Dataset excerpts on object pointing -
Begin

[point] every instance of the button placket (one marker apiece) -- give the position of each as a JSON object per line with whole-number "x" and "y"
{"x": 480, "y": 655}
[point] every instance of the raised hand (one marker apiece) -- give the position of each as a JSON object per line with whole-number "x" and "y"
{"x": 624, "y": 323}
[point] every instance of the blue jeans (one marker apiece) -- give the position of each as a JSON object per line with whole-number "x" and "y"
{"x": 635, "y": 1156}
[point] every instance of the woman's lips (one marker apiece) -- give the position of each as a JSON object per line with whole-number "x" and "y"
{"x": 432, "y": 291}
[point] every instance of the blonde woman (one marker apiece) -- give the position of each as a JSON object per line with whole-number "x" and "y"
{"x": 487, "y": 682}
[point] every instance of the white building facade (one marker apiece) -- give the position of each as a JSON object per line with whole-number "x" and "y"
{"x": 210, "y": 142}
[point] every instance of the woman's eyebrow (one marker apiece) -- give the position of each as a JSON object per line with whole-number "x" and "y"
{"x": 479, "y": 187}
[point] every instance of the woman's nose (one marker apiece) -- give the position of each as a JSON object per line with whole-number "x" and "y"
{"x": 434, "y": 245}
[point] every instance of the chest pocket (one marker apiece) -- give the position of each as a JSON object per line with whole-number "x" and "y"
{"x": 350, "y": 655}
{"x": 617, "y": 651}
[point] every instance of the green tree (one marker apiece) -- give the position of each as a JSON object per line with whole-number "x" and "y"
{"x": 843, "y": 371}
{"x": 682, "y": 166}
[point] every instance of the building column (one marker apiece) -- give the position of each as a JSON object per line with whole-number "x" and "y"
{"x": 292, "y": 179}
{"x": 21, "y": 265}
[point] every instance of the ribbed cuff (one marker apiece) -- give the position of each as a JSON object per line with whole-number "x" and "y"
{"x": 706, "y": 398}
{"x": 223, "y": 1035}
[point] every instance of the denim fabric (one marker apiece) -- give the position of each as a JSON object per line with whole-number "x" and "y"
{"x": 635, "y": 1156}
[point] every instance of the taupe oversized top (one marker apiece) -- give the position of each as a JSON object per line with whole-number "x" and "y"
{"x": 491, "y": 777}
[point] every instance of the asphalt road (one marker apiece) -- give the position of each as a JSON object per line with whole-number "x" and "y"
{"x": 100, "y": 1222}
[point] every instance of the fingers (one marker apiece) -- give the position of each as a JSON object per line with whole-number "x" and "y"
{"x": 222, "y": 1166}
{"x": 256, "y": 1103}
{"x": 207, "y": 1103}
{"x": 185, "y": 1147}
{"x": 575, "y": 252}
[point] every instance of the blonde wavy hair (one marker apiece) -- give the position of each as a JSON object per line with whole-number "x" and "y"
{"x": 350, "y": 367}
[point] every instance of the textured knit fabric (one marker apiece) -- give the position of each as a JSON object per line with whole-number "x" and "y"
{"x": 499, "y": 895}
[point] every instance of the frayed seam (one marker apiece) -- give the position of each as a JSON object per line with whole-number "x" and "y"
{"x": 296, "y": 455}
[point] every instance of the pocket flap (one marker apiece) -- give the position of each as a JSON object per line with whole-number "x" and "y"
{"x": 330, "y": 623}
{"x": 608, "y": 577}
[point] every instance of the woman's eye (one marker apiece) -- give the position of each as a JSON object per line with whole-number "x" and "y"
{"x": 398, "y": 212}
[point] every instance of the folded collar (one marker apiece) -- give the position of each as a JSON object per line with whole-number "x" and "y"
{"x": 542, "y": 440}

End

STATED TASK - Retype the listing above line for line, with no changes.

EXERCISE RESULT -
[point] every instance of the button placket (one marker apiece) -- give the position of each as a JSON object per line with whole-number "x" and "y"
{"x": 480, "y": 655}
[point] every instance of the raised hand (one marker apiece) -- give the position of each as a JSON object per line with whole-number "x" and "y"
{"x": 624, "y": 323}
[point] every instance of the blue jeans (one marker apiece) -- give the position of each as a JSON object per line with whole-number "x" and "y"
{"x": 635, "y": 1156}
[point] every instance of the woman's lips (one marker apiece) -- give the position of each as a JSON object per line with whole-number "x" and "y"
{"x": 432, "y": 291}
[point] every instance of the blonde woman (one marker apiece) -- give the position of each as a JSON object per line with whole-number "x" and "y"
{"x": 487, "y": 682}
[point] every instance of the white building facade (one marker apiece) -- give the position of each as a JSON object per line with whole-number "x" and "y"
{"x": 210, "y": 142}
[point] every instance of the woman's eyebrow (one marker apiece) -- give the position of each as a JSON object per line with whole-number "x" and "y"
{"x": 479, "y": 187}
[point] every instance of the woman's nose (one marker apiece) -- give the position of each as a JSON object per line with whole-number "x" and "y"
{"x": 434, "y": 245}
[point] every instance of the chest pocket (one marker apiece) -- give the position of each as a JSON object per line with whole-number "x" and "y"
{"x": 350, "y": 655}
{"x": 617, "y": 651}
[point] every instance of the green tree (one marker apiece) -- give the position of each as a JSON object per line with whole-number "x" and "y"
{"x": 843, "y": 371}
{"x": 682, "y": 166}
[point] every instance of the building column (one marker apiece) -- give the position of each as a JSON object per line with whole-number "x" and "y"
{"x": 292, "y": 179}
{"x": 21, "y": 265}
[point] every instance of the ribbed cuff (one marker apiece) -- give the position of each as a JSON object per line with whole-number "x" and "y"
{"x": 706, "y": 398}
{"x": 223, "y": 1035}
[point] every instance of the denim fabric (one marker apiece) -- give the position of each as a JSON object per line with whole-number "x" and "y"
{"x": 635, "y": 1156}
[point] every instance of the taupe oversized top (one marker apiece) -- give the position of each as a JSON object per line with whole-number "x" and "y"
{"x": 491, "y": 777}
[point] every instance of the asphalt road (one marker apiece) -- give the position of each as a JSON object per line with whole-number "x" and "y"
{"x": 100, "y": 1222}
[point] every instance of the fingers (one marker apiece) -- give the position of each as a JSON object per line with whole-number "x" and "y"
{"x": 222, "y": 1166}
{"x": 256, "y": 1103}
{"x": 207, "y": 1103}
{"x": 185, "y": 1147}
{"x": 575, "y": 252}
[point] every instance of the blonde wavy hair (one marker apiece) -- give the position of each as a JSON object per line with whole-number "x" and "y"
{"x": 350, "y": 367}
[point] every instance of the textured knit fabric (one marker apiece) -- give the position of each as a JSON object per line with whole-number "x" and "y"
{"x": 499, "y": 895}
[point] every instance of the frayed seam (one marker apiece) -- give the position of each as a JSON object per line with whole-number "x" and "y"
{"x": 296, "y": 455}
[point] every instance of the pocket flap (one marker apiece) -- give the position of each as a JSON object per line with whole-number "x" and "y"
{"x": 330, "y": 623}
{"x": 608, "y": 577}
[point] every instance of the woman's eye (one marker apiece) -- give the position of each as a JSON object per line with whole-number "x" and "y"
{"x": 398, "y": 212}
[point] every instance of the folded collar (one marker apiece) -- give the position of each as a JSON object per line with whole-number "x" and "y"
{"x": 542, "y": 440}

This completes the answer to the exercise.